- _Requests_:
1. Answer the following questions using the Reproducible Builds report.
(a) Which page does the report direct prospective contributors to visit?
(b) What is the title of the academic paper that the report describes?
(c) Which two mechanisms does the proposed approach combine?
2. Continue the Reproducible Builds report from its final sentence.

- _Source document_:
Reproducible Builds in May 2022

View all our monthly reports


Welcome to the May 2022 report from the Reproducible Builds project. In our reports we outline the most important things that we have been up to over the past month. As ever, if you are interested in contributing to the project, please visit our Contribute page on our website.


Repfix paper

Zhilei Ren, Shiwei Sun, Jifeng Xuan, Xiaochen Li, Zhide Zhou and He Jiang have published an academic paper titled Automated Patching for Unreproducible Builds:

[..] fixing unreproducible build issues poses a set of challenges [..], among which we consider the localization granularity and the historical knowledge utilization as the most significant ones. To tackle these challenges, we propose a novel approach [called] RepFix that combines tracing-based fine-grained localization with history-based patch generation mechanisms.

- _Data lines_:
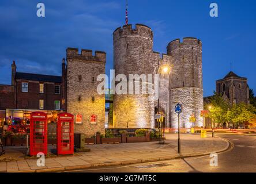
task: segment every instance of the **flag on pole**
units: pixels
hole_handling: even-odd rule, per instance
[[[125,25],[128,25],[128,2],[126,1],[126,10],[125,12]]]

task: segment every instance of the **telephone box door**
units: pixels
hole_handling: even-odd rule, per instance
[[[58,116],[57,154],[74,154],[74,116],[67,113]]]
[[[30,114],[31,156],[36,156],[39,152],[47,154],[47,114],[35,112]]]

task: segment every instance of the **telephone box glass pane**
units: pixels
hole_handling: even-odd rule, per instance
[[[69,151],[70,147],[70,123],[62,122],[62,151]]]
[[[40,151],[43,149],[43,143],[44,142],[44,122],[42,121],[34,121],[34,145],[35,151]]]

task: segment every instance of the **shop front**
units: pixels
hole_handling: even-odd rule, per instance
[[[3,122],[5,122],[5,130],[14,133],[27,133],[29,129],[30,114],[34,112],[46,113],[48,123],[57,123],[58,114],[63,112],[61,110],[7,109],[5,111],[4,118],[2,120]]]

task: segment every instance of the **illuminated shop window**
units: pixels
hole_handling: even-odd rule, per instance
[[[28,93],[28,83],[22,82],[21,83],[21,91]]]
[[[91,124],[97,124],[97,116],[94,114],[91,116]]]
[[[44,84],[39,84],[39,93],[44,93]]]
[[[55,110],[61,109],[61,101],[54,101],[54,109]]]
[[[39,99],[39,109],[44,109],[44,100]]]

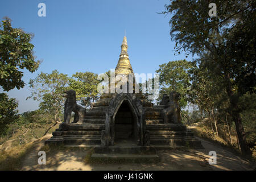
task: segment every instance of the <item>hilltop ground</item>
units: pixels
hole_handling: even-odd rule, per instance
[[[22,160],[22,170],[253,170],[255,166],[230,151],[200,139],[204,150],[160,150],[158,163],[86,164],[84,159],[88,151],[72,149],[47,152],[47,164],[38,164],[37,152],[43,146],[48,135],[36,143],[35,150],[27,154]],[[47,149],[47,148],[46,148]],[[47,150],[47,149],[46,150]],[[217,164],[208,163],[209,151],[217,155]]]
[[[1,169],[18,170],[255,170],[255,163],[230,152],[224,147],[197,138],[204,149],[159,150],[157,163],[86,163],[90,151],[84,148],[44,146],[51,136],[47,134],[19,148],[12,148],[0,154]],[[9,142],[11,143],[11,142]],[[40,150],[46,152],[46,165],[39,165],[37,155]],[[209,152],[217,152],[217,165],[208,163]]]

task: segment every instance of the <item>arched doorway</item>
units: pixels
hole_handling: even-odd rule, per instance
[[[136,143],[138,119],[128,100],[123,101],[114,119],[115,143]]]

...

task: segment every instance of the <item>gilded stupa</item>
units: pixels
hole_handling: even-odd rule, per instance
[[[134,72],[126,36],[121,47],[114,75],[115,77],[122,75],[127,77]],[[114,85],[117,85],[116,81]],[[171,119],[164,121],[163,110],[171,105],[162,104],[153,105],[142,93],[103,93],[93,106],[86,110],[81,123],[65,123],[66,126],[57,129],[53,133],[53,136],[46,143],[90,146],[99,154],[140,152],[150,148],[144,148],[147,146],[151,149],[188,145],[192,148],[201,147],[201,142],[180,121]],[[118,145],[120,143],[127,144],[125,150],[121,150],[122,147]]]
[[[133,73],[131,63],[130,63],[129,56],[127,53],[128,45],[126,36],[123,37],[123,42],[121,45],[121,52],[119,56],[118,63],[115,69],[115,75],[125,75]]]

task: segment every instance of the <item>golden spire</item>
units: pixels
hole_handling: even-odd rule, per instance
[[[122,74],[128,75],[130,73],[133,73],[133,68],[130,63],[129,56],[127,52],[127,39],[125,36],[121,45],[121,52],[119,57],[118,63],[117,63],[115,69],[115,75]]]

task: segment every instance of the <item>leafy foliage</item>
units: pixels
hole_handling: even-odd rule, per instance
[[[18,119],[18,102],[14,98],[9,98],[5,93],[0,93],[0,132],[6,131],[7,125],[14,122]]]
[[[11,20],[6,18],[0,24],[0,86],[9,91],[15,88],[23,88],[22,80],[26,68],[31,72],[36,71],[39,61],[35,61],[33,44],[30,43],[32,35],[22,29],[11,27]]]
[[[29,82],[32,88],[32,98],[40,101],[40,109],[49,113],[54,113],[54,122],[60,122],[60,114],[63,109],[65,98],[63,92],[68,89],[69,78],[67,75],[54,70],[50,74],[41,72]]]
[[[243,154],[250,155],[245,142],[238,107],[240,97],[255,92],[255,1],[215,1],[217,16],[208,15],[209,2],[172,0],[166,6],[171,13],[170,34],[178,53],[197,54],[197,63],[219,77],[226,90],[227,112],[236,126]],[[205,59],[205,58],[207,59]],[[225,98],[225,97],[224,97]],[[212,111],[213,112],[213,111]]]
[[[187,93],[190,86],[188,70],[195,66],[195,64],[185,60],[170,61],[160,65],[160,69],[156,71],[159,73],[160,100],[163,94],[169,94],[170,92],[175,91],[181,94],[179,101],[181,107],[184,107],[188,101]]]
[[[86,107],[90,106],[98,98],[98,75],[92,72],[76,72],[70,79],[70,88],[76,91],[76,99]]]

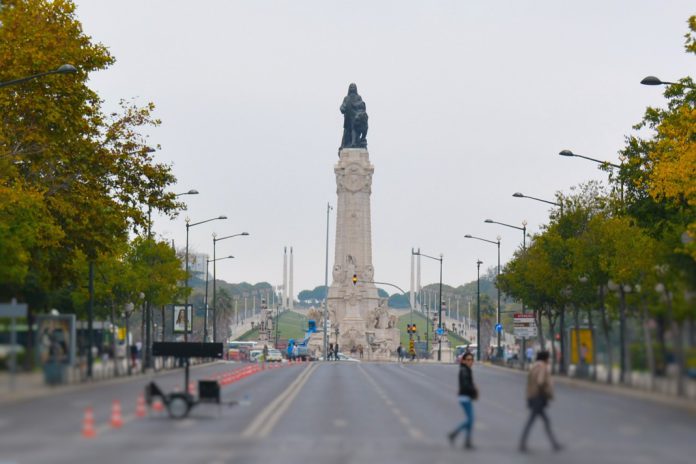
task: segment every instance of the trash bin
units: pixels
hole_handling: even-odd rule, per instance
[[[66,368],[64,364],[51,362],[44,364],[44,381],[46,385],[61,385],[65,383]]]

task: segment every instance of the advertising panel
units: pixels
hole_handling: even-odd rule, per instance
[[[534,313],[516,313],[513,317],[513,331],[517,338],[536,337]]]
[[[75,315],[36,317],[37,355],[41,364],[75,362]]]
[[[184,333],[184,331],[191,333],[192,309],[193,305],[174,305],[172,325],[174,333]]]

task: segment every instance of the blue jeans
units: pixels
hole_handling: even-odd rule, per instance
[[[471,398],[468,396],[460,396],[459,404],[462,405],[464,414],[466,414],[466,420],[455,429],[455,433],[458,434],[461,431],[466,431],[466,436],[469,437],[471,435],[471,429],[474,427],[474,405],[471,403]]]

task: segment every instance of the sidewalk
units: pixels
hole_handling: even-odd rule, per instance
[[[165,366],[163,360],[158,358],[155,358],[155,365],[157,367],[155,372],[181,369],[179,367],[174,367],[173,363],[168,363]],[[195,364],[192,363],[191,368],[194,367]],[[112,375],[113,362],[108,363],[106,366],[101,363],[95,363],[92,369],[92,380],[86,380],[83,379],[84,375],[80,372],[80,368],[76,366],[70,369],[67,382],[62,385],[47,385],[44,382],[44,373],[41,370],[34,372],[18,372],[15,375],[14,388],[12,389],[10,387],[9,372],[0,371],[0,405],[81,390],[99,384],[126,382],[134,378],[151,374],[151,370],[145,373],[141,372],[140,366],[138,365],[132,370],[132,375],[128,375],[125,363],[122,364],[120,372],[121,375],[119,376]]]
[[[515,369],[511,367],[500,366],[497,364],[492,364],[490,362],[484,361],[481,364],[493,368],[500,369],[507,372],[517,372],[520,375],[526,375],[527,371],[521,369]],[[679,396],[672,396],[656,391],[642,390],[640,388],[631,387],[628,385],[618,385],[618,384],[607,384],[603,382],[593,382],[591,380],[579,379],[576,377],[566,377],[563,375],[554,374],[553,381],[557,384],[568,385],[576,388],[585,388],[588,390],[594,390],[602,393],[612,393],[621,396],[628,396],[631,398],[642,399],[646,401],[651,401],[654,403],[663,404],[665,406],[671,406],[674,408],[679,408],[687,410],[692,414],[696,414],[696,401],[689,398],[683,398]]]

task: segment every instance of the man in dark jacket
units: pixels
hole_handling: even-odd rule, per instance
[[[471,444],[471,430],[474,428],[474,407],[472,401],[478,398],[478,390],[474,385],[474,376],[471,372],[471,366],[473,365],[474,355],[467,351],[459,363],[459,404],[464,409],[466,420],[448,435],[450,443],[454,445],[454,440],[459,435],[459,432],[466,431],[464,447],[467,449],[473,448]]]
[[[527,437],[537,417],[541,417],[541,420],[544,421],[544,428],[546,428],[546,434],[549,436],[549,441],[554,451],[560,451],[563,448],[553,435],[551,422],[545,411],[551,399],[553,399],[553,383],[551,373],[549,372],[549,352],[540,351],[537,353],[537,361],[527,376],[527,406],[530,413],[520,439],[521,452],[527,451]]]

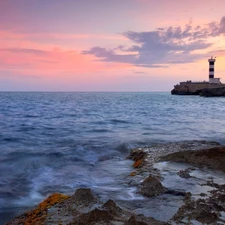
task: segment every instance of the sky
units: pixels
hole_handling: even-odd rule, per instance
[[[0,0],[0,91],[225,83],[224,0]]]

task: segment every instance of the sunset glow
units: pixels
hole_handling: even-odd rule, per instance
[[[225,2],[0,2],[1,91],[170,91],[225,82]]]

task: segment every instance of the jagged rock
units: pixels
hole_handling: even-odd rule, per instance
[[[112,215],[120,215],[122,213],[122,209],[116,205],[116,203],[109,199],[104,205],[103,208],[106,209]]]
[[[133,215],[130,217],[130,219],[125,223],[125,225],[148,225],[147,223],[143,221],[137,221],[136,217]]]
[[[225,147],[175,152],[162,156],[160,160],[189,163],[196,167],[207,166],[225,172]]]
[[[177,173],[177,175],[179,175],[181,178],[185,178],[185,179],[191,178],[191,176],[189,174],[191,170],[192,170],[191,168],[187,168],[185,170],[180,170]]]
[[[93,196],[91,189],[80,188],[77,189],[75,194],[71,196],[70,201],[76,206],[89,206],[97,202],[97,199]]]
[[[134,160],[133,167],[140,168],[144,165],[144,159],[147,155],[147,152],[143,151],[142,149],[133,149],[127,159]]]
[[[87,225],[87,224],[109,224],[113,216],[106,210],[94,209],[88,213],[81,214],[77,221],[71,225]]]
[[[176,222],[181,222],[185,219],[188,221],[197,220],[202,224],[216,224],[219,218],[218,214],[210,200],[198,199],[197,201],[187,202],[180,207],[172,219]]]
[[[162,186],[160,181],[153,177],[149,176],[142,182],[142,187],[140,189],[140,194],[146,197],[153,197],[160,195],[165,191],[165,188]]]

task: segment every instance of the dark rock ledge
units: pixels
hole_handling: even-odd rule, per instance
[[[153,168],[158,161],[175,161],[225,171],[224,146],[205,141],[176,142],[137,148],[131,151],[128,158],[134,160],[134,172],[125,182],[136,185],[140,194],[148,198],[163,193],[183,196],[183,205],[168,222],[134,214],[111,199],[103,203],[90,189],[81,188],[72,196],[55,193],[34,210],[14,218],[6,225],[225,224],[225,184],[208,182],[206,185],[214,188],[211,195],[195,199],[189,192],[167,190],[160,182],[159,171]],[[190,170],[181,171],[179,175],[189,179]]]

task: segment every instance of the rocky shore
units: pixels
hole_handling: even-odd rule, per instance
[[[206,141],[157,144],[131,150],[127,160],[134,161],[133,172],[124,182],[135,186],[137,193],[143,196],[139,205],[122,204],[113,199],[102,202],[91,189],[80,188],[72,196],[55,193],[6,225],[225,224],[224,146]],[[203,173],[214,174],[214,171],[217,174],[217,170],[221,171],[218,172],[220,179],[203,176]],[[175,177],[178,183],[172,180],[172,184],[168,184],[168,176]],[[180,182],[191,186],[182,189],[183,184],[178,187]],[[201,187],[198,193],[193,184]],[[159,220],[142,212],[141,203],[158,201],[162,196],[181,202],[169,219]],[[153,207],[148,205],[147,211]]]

...

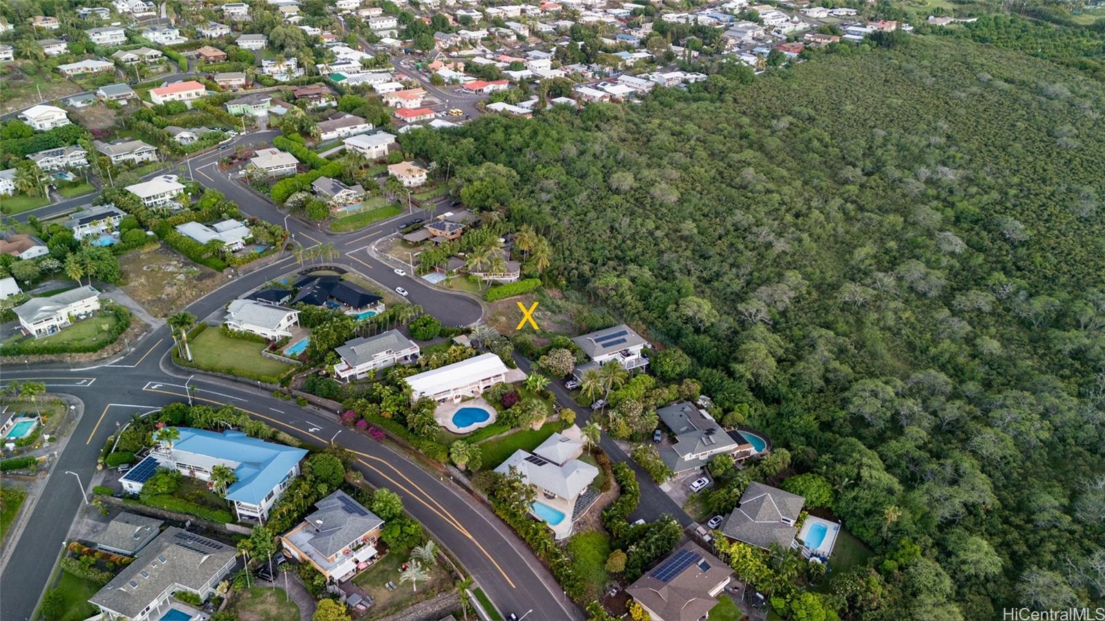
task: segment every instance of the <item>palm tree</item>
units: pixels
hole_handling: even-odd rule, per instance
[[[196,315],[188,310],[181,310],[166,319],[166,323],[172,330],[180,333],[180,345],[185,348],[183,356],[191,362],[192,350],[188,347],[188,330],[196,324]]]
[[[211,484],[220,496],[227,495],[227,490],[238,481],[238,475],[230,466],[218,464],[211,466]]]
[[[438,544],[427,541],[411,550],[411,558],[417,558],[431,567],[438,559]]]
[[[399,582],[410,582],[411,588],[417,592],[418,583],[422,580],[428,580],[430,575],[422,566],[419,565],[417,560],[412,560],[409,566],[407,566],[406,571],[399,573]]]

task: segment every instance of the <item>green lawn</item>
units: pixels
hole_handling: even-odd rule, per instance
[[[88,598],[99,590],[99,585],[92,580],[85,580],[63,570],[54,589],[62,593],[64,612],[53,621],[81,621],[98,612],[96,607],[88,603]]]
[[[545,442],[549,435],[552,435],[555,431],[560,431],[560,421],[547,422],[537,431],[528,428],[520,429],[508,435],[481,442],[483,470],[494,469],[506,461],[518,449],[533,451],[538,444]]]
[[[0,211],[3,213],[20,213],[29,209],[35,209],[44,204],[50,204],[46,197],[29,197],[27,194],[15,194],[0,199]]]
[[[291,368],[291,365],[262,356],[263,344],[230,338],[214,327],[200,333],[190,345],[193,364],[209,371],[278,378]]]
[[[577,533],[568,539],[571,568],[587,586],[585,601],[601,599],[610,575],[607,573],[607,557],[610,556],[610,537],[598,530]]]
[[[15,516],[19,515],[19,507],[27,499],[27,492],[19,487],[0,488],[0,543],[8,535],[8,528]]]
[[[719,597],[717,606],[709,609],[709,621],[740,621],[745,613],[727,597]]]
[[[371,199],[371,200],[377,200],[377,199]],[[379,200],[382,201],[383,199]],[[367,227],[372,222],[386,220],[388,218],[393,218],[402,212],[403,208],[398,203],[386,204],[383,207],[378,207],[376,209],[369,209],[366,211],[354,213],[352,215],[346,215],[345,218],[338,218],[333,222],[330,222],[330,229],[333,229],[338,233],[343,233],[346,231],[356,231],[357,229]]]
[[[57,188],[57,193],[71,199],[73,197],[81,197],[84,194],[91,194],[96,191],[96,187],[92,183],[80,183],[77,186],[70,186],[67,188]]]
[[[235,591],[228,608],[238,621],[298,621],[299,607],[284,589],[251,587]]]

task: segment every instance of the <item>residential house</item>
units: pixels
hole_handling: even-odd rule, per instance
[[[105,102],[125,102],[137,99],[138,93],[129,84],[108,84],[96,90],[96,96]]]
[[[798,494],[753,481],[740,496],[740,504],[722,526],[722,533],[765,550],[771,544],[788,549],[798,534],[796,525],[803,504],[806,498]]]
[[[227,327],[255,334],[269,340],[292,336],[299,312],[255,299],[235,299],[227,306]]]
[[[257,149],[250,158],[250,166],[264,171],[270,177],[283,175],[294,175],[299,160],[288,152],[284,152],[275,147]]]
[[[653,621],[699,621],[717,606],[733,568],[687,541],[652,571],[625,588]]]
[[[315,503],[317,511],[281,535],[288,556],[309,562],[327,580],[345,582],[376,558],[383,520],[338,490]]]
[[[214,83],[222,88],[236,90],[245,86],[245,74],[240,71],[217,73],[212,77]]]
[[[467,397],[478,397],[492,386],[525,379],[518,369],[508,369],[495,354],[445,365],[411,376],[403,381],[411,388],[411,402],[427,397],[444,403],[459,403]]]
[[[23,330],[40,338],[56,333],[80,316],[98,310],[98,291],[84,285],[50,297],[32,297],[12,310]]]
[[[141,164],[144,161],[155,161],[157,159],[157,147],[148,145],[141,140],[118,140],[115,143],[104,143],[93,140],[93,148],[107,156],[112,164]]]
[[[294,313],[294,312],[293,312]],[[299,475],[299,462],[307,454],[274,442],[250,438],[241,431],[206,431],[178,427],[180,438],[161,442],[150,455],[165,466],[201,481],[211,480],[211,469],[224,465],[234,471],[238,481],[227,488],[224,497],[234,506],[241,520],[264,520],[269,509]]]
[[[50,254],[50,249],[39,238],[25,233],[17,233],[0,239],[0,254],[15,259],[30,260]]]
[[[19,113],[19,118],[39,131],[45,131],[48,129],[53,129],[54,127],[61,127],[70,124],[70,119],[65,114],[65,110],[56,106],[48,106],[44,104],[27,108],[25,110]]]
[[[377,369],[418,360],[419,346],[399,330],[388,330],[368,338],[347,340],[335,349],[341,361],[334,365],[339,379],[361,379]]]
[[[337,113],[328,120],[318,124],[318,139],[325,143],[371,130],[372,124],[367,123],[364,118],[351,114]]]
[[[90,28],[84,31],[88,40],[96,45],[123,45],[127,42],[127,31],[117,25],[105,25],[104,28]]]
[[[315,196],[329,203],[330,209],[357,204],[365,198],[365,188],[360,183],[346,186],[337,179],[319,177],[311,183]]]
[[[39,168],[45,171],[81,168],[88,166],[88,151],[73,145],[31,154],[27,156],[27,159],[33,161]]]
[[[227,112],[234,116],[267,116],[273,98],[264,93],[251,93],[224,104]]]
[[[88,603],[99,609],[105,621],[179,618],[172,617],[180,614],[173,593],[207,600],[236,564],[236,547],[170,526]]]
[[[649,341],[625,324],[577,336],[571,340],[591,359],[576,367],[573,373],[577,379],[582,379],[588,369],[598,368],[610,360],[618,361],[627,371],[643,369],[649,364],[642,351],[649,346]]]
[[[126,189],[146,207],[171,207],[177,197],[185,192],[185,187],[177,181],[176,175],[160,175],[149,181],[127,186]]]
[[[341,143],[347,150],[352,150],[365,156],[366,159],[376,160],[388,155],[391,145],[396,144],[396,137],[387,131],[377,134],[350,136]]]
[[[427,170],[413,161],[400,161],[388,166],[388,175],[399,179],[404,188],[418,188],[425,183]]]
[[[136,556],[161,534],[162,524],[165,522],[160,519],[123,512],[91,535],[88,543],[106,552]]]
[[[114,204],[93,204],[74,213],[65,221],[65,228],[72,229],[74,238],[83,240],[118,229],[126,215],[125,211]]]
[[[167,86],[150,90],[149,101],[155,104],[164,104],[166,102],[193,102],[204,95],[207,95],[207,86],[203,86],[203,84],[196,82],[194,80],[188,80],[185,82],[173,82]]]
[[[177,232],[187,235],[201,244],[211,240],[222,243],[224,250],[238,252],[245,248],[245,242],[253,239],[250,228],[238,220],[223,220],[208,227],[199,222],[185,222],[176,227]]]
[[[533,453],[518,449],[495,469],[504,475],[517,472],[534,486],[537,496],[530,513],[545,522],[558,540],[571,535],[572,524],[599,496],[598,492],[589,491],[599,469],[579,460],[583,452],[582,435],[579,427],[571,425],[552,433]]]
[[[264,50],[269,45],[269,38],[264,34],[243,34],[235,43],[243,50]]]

- _Answers given_:
1.
(a) The Contribute page on the project's website.
(b) Automated Patching for Unreproducible Builds.
(c) Tracing-based fine-grained localization and history-based patch generation mechanisms.

2.
The paper (PDF, 3.5MB) uses the Debian mylvmbackup package as an example to show how RepFix can automatically generate patches to make software build reproducibly. As it happens, Reiner Herrmann submitted a patch for the mylvmbackup package which has remained unapplied by the Debian package maintainer for over seven years, thus this paper inadvertently underscores that achieving reproducible builds will require both technical and social solutions.

Python variables

Johannes Schauer discovered a fascinating bug where simply naming your Python variable _m led to unreproducible .pyc files. In particular, the types module in Python 3.10 requires the following patch to make it reproducible:

--- a/Lib/types.py
+++ b/Lib/types.py
@@ -37,8 +37,8 @@ _ag = _ag()
 AsyncGeneratorType = type(_ag)
 
 class _C:
-    def _m(self): pass
-MethodType = type(_C()._m)
+    def _b(self): pass
+MethodType = type(_C()._b)

Simply renaming the dummy method from _m to _b was enough to workaround the problem. Johannes’ bug report first led to a number of improvements in diffoscope to aid in dissecting .pyc files, but upstream identified this as caused by an issue surrounding interned strings and is being tracked in CPython bug #78274.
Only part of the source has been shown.